# RAW RECORDS
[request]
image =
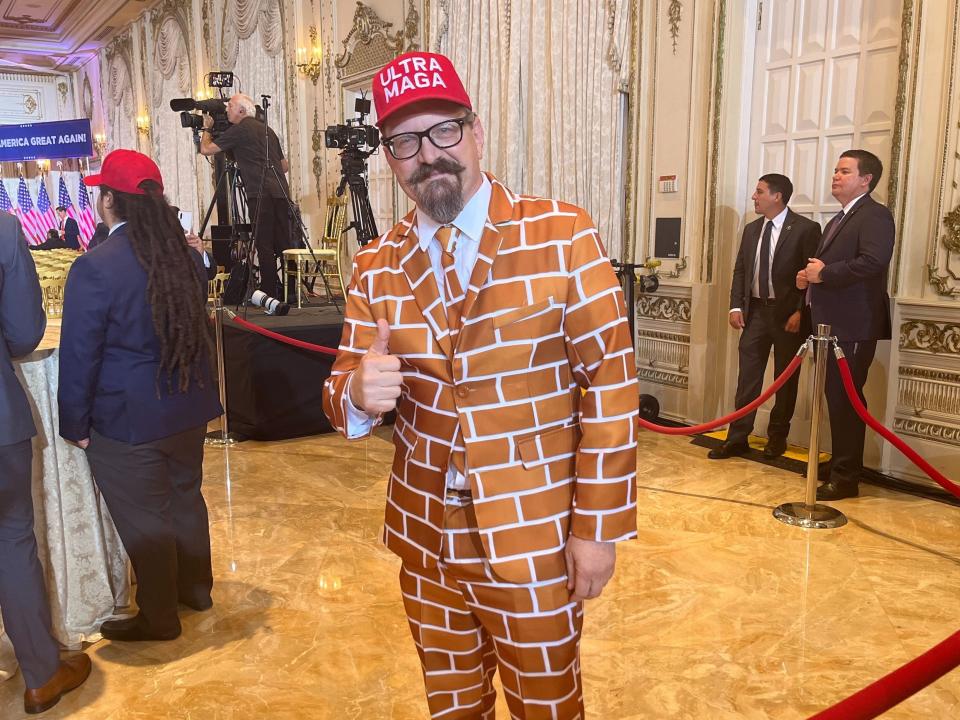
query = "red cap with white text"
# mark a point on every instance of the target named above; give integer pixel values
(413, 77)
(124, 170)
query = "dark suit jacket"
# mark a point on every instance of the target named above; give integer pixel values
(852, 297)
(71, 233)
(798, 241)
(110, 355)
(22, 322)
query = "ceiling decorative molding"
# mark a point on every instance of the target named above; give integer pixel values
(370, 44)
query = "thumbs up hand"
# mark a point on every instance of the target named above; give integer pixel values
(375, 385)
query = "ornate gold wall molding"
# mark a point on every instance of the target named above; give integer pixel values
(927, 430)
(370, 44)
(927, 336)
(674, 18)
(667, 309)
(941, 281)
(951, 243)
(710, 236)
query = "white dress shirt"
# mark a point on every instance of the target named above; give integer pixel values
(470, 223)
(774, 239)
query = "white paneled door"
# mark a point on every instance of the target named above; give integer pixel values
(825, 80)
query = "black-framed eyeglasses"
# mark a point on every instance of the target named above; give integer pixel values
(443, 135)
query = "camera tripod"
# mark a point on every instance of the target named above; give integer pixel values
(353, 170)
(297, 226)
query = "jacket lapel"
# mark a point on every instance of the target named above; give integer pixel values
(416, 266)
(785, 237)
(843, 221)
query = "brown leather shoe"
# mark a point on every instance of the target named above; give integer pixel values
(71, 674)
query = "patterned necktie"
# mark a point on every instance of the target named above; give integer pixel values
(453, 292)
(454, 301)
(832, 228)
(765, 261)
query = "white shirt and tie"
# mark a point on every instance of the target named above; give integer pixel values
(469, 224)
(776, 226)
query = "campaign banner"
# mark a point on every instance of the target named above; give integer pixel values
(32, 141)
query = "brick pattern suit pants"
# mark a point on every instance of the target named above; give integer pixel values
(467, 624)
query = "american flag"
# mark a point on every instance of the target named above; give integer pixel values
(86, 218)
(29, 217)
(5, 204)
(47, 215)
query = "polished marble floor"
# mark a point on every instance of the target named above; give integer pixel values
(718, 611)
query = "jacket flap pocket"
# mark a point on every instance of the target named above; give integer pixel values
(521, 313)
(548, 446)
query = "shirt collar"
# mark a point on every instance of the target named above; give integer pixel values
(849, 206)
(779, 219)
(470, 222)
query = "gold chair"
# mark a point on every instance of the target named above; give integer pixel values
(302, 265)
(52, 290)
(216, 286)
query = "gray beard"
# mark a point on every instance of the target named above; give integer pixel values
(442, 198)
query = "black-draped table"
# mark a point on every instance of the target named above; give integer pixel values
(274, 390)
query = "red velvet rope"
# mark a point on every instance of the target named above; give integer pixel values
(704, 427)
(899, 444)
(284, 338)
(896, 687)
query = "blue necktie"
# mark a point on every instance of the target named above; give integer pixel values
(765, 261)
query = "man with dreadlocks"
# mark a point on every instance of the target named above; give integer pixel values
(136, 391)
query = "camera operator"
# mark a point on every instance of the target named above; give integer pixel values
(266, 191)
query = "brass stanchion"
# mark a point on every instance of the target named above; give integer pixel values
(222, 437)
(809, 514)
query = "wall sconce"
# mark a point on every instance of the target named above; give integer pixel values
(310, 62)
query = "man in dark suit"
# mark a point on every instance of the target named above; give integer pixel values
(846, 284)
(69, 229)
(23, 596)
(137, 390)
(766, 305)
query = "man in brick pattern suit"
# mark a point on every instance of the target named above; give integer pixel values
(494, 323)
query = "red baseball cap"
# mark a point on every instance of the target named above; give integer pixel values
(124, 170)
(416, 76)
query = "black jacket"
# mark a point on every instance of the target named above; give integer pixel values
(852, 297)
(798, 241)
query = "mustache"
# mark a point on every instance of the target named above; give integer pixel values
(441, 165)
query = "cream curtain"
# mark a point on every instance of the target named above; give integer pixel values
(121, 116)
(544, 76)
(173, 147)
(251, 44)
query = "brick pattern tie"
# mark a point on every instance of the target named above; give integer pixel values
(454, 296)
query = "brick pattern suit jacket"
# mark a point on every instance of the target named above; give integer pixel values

# WHAT IS BEING ASKED
Word for word, quote the full listing, omitting every picture.

# WRITTEN SOLUTION
[request]
image =
query = "red cap with white text"
# mark a point on every instance of the target named above; give integer pixel values
(413, 77)
(124, 170)
query = "dark suit jacket"
# mark a point on every instance of the target named above; give integer pixel values
(852, 297)
(71, 233)
(798, 241)
(110, 355)
(22, 322)
query = "ceiling decorative molding"
# mark a point on every instance of the target named above; give integer pixel values
(370, 44)
query = "thumbs up hand"
# mark a point on every instance of the target named above; give integer pixel values
(375, 385)
query = "ornate gold wall molding"
# mark a point on every instance of the target named above; give integer pixel values
(927, 430)
(370, 44)
(927, 336)
(674, 18)
(667, 309)
(941, 281)
(951, 243)
(710, 236)
query = "white dress shirt"
# mark a point on every instance of the target named above; give integer pixel values
(470, 223)
(774, 239)
query = "white paneled door"
# mark a point on every instance of the target named above; give integer pixel values
(825, 80)
query = "black-framed eyeglasses"
# mark a point on every instance of the target named above; give integer pixel values
(443, 135)
query = "camera tripod"
# mark a point on every instance of the target named above; give integer pixel values
(353, 170)
(297, 226)
query = "jacket lapel"
# mark a point on every instance of the target named above; give integer pixel values
(416, 266)
(785, 237)
(843, 221)
query = "brown leather shoe"
# mark a point on every instance of the target named above; give integer pixel values
(71, 674)
query = "patterned necktie"
# mark a point on every instance of the target named above; give integer pixel values
(453, 292)
(454, 301)
(832, 228)
(765, 261)
query = "white shirt and tie"
# mark a point on every instance of the target named above; give integer pixel values
(469, 224)
(776, 226)
query = "campaign banner"
# mark a point on every instance of the target named above; give integer pixel values
(32, 141)
query = "brick pattern suit pants"
# mark a point on every instance of the target named above; give integer pixel values
(467, 624)
query = "american flag"
# mark a point on every instance of the target named above; give integer pixel values
(86, 218)
(29, 217)
(5, 204)
(47, 215)
query = "polished marble floor"
# mark a point on every instance of the target named above; give integer pixel values
(718, 611)
query = "jacket flap pocket"
# mark a point on every instance of the target named above; give integer pixel values
(521, 313)
(548, 446)
query = "shirt collar"
# mark a point on every instance of the target named above; give integer pixel values
(849, 206)
(779, 219)
(470, 222)
query = "gold chair"
# mark a point on every instance of the target named above; give integer pixel values
(302, 265)
(52, 290)
(216, 286)
query = "gray beard"
# mark a point on every instance of the target named above; give integer pixel values
(442, 198)
query = "black-draped table"
# mark a point on every instance of the target named above; give integer pixel values
(274, 390)
query = "red velvet rope"
# mark a point on every instance of the target named above; give integer pixel values
(704, 427)
(899, 444)
(284, 338)
(896, 687)
query = "blue necktie"
# mark a point on every instance of the target named above; give integer pixel values
(765, 261)
query = "man with dreadlocks"
# mark a point on every instance of the target named above; give integer pixel values
(136, 391)
query = "camera operator"
# mark a point on every instance of the target named above; give integer pixel values
(266, 191)
query = "brass stanchion"
# mark a point on every instance of the target named above; give integer pixel values
(222, 437)
(809, 514)
query = "wall sconce"
# mark a point on every instance of the target named above; give integer pixel values
(310, 62)
query = "man in dark suit"
# mark a point on every instance of the target named above; give integer pixel values
(846, 284)
(69, 229)
(23, 596)
(137, 390)
(766, 305)
query = "man in brick pattern suit"
# mark a point on every instance of the target named above; give integer pixel values
(494, 323)
query = "red baseball cap"
# mark a point on every instance of the target named above; give integer pixel values
(124, 170)
(416, 76)
query = "black jacket"
# mark a point on every instance of the target named above; give integer pixel values
(852, 297)
(798, 241)
query = "mustache"
# mark a point on every instance of the target named above; give integer pixel values
(441, 165)
query = "cream curtain"
# mark a point on every instance of the target named above; give integer pixel values
(121, 116)
(544, 76)
(173, 147)
(251, 44)
query = "brick pattern tie"
# mark a point on every instance of the target named above; give integer pixel values
(454, 296)
query = "brick pattern suit jacket"
# mark a point on every instance of the target named above; give integer pixel values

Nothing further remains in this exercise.